**To do**
Reproduce every one of the rows below word for word, omitting the pictures.

**Provided information**

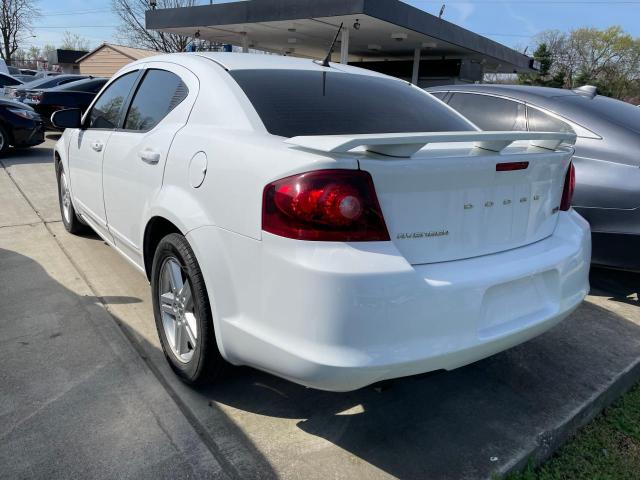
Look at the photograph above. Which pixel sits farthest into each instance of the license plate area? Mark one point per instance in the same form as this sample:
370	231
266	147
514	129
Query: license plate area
518	304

**Task answer**
Look at the photograph above. Which pixel sits farthest into each instance of the license plate area? Mark one point per instance in the same form as this sample:
370	231
266	147
514	129
Query: license plate area
518	304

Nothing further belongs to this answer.